If I was to ask you to name the first man in space, I’m sure you’d know it was Yuri Gagarin.
The first American? Well that was Alan Shepherd, who would later drive a golf ball (as he put it) “miles and miles and miles” from the surface of the Moon as Commander of the Apollo XIV mission.
But what about the second American? There’s a clue in the title
of the blog...
Well if you weren’t sure, the gentleman in the picture is USAF pilot turned original Mercury astronaut Virgin “Gus” Grissom who, along with four of his fellow pioneers would become immortalised in the names of Thunderbirds’ Tracy brothers from International Rescue...
Before I embarked on finding out and writing about two of Hollywood’s most beautiful peroxide blondes, Gus Grissom was the subject of my first attempt at an internet researched biography.
Grissom’s life was relatively short, but remarkable nonetheless... yet in some quarters, his reputation was forever tarnished when his historic 1961 suborbital flight aboard Liberty Bell 7 ended with the astronaut having to be plucked from the ocean after the hatch seal blew and the craft sank...

◆ Exercise description
Condense the blog excerpt about Gus Grissom into two sentences.

◆ Data records
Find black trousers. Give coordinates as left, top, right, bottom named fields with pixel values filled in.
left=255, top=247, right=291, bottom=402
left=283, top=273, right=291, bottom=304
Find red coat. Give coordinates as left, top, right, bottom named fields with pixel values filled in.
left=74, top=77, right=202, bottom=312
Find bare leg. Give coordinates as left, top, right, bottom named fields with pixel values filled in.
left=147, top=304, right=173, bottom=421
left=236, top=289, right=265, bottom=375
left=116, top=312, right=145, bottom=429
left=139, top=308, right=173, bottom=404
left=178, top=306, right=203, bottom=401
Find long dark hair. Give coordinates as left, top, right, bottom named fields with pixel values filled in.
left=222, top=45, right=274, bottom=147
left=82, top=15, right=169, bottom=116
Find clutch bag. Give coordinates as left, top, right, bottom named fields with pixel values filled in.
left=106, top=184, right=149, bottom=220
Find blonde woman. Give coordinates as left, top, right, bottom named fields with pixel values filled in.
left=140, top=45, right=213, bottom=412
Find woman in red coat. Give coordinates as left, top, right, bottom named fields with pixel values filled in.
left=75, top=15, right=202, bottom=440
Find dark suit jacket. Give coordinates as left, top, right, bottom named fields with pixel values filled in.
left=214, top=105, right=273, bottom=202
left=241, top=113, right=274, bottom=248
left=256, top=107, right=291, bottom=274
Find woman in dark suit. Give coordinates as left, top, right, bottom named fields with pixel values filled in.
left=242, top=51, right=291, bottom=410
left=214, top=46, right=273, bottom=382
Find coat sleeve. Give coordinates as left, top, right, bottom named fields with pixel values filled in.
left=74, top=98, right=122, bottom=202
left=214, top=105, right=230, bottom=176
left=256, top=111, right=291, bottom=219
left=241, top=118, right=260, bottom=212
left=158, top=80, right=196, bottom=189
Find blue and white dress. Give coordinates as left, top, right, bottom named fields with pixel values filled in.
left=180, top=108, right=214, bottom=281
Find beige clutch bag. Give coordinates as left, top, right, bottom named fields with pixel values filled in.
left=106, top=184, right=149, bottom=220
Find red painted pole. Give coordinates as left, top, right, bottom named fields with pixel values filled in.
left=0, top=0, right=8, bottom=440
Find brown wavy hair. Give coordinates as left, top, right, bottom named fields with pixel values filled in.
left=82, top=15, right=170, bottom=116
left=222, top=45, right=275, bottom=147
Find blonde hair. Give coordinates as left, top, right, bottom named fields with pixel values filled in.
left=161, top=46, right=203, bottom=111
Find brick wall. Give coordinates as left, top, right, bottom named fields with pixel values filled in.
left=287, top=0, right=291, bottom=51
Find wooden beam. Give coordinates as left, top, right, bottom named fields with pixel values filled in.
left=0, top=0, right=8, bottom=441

◆ Result for this task
The blog excerpt identifies Gus Grissom, a USAF pilot who became one of the original Mercury astronauts, as the second American in space. The writer calls his life short but remarkable, though in some quarters his reputation was tarnished after his 1961 suborbital flight aboard Liberty Bell 7 ended with the hatch seal blowing, the craft sinking, and Grissom being plucked from the ocean.